** Texto de leitura **
Vão-se os anéis



Brasília - Três dias depois da aprovação no dia 10 de maio pela Comissão de Constituição, Justiça e Cidadania (CCJ) do Senado da Proposta de Emenda à Constituição (PEC) 103/2011, que altera o Parágrafo 2º do Artigo 155 da Constituição Federal para possibilitar a aplicação da alíquota interestadual e da partilha às compras feitas por “pessoas físicas, contribuintes ou não do imposto”, nas operações não presenciais ou por meio eletrônico, a Agência Brasil publicou matéria intitulada Emenda sobre imposto para comércio eletrônico não ameniza guerra fiscal, dizem tributaristas[1]. Na matéria, a decisão da CCJ é repercutida com dois representantes de entidades que congregam auditores fiscais e o tributarista e ex-secretário da Receita Federal Everardo Maciel. Os três especialistas fazem avaliações convergentes de que a PEC é apenas “paliativa” em torno de um ponto muito específico, sem mexer com os aspectos do sistema que precisam mudar.
O leitor André Horta Melo, de Natal (RN), considerou tendenciosa a matéria e enviou o seguinte comentário à ouvidoria: “Dois bilhões de reais que estavam atravancados nos estados mais ricos serão redistribuídos com estados mais pobres. O comércio eletrônico é [era] uma moeda de negociação indecorosa de estados mais ricos no bojo da reforma tributária e agora não poderá mais ser usado nas tratativas, o que representa uma vantagem comparativa inequívoca e evidente para os estados mais pobres nas disputas políticas a partir da aprovação da emenda. As opiniões manifestadas são equivocadas. Mas pior que isso: são equivocadas para o propósito de interesses de estados mais ricos. Faltou o básico ao jornalismo, ouvir o outro lado, ouvir especialistas filiados à causa do Norte, Nordeste e Centro-Oeste, ou mesmo ouvir os signatários do Protocolo nº 21/2011 [documento assinado em 01/04/2011 pelos secretários de Fazenda de 18 estados em uma tentativa, logo frustrada por ações na Justiça, de efetuar a mesma mudança preconizada na PEC 103/2011]. Os presidentes de associações fiscais paulistas são especialistas em proteção de carreiras de fiscalização, não são tributaristas. Essa semântica é reservada a notórios estudiosos do direito tributário. Não impede que aqueles o sejam, mas não implica”.
Em relação aos seus questionamentos, a Diretoria de Jornalismo da EBC informou que, na verdade, não foi ouvido nenhum "presidente de associação paulista", mas os presidentes de entidades nacionais como Sindicato Nacional dos Auditores-Fiscais da Receita Federal do Brasil (Sindifisco Nacional) e a Associação Nacional dos Auditores Fiscais da Receita Federal do Brasil (Anfip); além do ex-secretário da Receita Federal Everardo Maciel, que também não é paulista. Em nenhum momento, foi ouvido ou reproduzido comentário de fonte de nenhum "lado", estado ou região. Assinalamos, por fim, que a matéria reproduz trecho do relatório contrário aos estados mais ricos, produzido por um senador de Alagoas (que aliás contrariou a bancada paulista).

** Extrato de dados **

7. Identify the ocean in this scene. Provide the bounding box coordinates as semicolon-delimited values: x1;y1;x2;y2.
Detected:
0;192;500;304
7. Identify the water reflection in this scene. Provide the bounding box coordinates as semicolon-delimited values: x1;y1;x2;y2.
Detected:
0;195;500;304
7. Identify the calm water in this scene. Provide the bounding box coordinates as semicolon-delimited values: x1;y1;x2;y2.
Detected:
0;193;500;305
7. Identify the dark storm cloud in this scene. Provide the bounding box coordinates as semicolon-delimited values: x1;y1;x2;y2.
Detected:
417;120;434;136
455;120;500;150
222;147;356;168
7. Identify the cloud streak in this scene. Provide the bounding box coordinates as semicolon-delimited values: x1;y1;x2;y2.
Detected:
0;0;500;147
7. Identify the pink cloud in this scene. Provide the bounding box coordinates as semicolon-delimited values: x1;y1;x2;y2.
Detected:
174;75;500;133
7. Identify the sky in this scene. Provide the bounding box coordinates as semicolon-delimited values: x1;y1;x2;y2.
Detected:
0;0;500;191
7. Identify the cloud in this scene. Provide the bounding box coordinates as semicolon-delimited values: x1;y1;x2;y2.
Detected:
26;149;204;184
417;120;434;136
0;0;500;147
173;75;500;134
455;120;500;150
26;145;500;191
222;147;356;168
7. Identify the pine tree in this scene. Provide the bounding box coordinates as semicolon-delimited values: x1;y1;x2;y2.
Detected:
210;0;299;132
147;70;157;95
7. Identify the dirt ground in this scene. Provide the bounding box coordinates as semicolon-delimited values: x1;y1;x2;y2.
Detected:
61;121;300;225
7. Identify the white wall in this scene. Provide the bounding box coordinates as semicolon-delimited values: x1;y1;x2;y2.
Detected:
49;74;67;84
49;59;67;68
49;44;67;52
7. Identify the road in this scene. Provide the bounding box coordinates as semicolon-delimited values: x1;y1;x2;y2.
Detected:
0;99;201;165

** Exercícios propostos **
(A) De acordo com o texto de leitura, de qual cidade é o leitor André Horta Melo?
(B) Reescreva em forma de lista o parágrafo do texto de leitura que começa com "Em relação aos seus questionamentos", mantendo os fatos principais.
(C) Segundo a resposta da Diretoria de Jornalismo da EBC no texto de leitura, quais foram as fontes ouvidas na matéria? Liste todas.

** Gabarito dos exercícios **
(A) Natal (RN).

(B)
- A Diretoria de Jornalismo da EBC informou que não foi ouvido nenhum "presidente de associação paulista".
- Foram ouvidos os presidentes de entidades nacionais: o Sindifisco Nacional e a Anfip.
- Também foi ouvido o ex-secretário da Receita Federal Everardo Maciel, que não é paulista.
- Não foi ouvida nem reproduzida fonte de nenhum "lado", estado ou região.
- A matéria reproduz trecho do relatório contrário aos estados mais ricos, produzido por um senador de Alagoas que contrariou a bancada paulista.

(C)
- O presidente do Sindicato Nacional dos Auditores-Fiscais da Receita Federal do Brasil (Sindifisco Nacional)
- O presidente da Associação Nacional dos Auditores Fiscais da Receita Federal do Brasil (Anfip)
- O ex-secretário da Receita Federal Everardo Maciel